* TASK TO COMPLETE
Switch every occurrence of "Mark one point" in the records below to "Place a single point", and reproduce the records otherwise unchanged.

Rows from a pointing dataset
************
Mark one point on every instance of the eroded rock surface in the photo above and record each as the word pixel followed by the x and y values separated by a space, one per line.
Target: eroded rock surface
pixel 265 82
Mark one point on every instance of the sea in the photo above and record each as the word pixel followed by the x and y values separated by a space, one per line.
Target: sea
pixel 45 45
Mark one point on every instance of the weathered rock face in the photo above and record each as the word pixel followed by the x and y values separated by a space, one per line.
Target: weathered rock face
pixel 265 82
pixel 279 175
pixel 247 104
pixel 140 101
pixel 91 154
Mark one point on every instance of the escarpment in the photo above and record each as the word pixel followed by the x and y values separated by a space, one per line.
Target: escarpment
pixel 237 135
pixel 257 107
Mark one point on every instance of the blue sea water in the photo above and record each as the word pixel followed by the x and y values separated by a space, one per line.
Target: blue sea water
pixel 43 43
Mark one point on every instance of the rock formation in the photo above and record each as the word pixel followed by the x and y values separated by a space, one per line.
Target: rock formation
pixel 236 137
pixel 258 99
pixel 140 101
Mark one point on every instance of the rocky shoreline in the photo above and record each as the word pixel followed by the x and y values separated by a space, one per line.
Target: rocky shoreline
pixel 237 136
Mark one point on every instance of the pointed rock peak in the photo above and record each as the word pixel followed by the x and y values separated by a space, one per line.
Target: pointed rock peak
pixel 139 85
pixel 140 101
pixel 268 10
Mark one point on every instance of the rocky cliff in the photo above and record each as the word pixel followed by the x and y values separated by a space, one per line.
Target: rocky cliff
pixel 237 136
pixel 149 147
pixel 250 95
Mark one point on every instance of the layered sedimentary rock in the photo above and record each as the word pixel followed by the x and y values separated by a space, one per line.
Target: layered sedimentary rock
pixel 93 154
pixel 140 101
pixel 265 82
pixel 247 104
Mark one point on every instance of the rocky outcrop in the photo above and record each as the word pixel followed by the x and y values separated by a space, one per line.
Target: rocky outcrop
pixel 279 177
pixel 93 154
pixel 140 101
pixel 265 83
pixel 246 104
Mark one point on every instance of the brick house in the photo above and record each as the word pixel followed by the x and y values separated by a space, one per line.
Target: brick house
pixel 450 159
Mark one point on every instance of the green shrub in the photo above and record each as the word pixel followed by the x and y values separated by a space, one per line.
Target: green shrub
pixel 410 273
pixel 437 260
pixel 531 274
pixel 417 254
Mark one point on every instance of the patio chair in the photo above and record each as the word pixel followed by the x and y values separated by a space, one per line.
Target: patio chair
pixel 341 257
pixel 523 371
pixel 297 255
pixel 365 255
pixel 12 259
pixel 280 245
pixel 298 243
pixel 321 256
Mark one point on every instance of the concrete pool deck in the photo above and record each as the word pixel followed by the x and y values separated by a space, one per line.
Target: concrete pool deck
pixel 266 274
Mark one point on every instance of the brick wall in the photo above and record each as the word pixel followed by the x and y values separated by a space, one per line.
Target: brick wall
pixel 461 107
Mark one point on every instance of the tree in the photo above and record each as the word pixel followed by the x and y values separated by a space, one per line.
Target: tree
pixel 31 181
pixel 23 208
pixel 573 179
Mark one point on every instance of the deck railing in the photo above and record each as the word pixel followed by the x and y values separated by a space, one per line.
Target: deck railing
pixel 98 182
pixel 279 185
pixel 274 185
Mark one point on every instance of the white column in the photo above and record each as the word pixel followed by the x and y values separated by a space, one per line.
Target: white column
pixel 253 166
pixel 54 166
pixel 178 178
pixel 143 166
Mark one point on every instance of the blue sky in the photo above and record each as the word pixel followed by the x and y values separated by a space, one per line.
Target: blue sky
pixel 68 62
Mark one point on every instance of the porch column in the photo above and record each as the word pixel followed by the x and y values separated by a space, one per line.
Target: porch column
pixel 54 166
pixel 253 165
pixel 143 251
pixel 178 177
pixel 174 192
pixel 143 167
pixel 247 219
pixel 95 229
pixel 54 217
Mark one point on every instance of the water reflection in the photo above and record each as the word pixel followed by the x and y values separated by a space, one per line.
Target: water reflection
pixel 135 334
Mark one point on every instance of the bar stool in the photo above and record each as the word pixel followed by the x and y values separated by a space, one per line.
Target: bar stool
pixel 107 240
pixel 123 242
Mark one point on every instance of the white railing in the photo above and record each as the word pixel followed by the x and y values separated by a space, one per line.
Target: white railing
************
* FULL ANSWER
Place a single point on every instance of the eroded rock surface in the photo above and record each as the word pixel followed by the x and y values separated by a space, one per line.
Target: eroded rock surface
pixel 265 82
Place a single point on every instance of the sea in the photo above and record each as the word pixel followed by the x and y values separated by a space, one per line.
Target: sea
pixel 45 45
Place a single point on every instance of the weathered rock face in the photo above and record each as the word pixel followed by the x and y values separated by a space, one per line.
Target: weathered rock face
pixel 265 82
pixel 279 175
pixel 247 104
pixel 140 101
pixel 91 154
Place a single point on every instance of the escarpment in the photo above and record each as the word pixel followed by the x and y values separated by a space, one per line.
Target: escarpment
pixel 237 135
pixel 257 107
Place a single point on every instance of the blue sea water in the photo above and record each as the word pixel followed by the x and y values separated by a space, one per line.
Target: blue sea water
pixel 43 43
Place a single point on every instance of the rock formation in the photo above and record each as the word pixel followed by the x and y values separated by a space, one per line.
Target: rock formation
pixel 236 137
pixel 258 99
pixel 140 101
Place a single point on every instance of the rocky shoreline in the photo above and record each as the word pixel followed by the x and y values separated by a space, one per line.
Target: rocky shoreline
pixel 237 136
Place a single point on every instance of the pointed rock peak in the photo above and record each as the word pixel followed by the x and y values separated by a space, one per line.
Target: pointed rock peak
pixel 139 85
pixel 140 101
pixel 268 10
Place a single point on every instance of the rocky cliff in the photo above and record each as the word pixel followed by the x and y values separated by a space, one per line.
Target: rocky cliff
pixel 237 136
pixel 149 147
pixel 250 95
Place a single point on every instance of the layered sedimentary rock in the photo above and record each as the word pixel followed by the x and y values separated by a space, one per line.
Target: layered sedimentary rock
pixel 93 154
pixel 140 101
pixel 265 82
pixel 247 104
Place a single point on every instance of the rocky outcrop in the photo above and record each as the word pixel followed by the x and y values separated by a space, one per line.
Target: rocky outcrop
pixel 279 177
pixel 93 154
pixel 140 101
pixel 265 83
pixel 246 104
Place a single point on every instance of the brick house in the photo above and record each as the word pixel followed by the x and y values separated by a space, one per line.
Target: brick house
pixel 450 159
Place a single point on every instance of the green shrub in the photo above and record each as the word pixel followed by the x and y values separated by a space, one per line.
Target: green shrub
pixel 410 273
pixel 437 260
pixel 531 274
pixel 417 254
Place a single point on every instance of the patio chair in the photo above and record each as the word pixel followed by the x and y values separated by a space, one per line.
Target: patio chair
pixel 341 257
pixel 523 371
pixel 297 255
pixel 365 255
pixel 12 259
pixel 280 245
pixel 298 243
pixel 321 256
Place a single point on every instance of the concrete pool deck in the photo above and record each as the word pixel followed by the x and y values separated by a space, one per line.
Target: concrete pool deck
pixel 266 274
Place a single point on every instance of the brick wall in the photo above and record each as the word pixel followed by the x and y values separated by a space, one per line.
Target: brick wall
pixel 461 107
Place a single point on every instance of the tree in the photo above and record each as the word pixel followed by the x and y values separated by a space, one per line.
Target: tree
pixel 31 181
pixel 23 208
pixel 573 179
Place a single point on every instance of the deck railing in the photo above and record each as the word pixel followed by the x and y values separated by a space, one per line.
Target: deck railing
pixel 98 182
pixel 279 185
pixel 274 185
Place a single point on every instance of the white column in the photo above and record each as the word pixel followed by the x and y values separated by a space, one per line.
Target: white column
pixel 253 166
pixel 54 166
pixel 178 178
pixel 143 166
Place a single point on every instance of the blue sky in the photo above and record each as the word pixel followed by the x and y values separated by a space, one per line.
Target: blue sky
pixel 68 62
Place a single point on every instance of the porch column in the photo above and record each as the word pixel followed by the x and y values separated by a space, one per line.
Target: porch column
pixel 54 166
pixel 253 165
pixel 143 251
pixel 178 177
pixel 174 192
pixel 143 167
pixel 247 219
pixel 95 229
pixel 54 217
Place a single point on every instance of the water reflection in the photo above and record each as the word pixel followed by the x and y values separated by a space, one per line.
Target: water reflection
pixel 135 334
Place a single point on every instance of the bar stool in the photo above and record each as the word pixel followed by the x and y values separated by a space, one per line.
Target: bar stool
pixel 107 240
pixel 123 242
Place a single point on every instance of the white railing in the photo above and record each as the word pixel followed by the x and y values separated by a space, one per line.
Target: white railing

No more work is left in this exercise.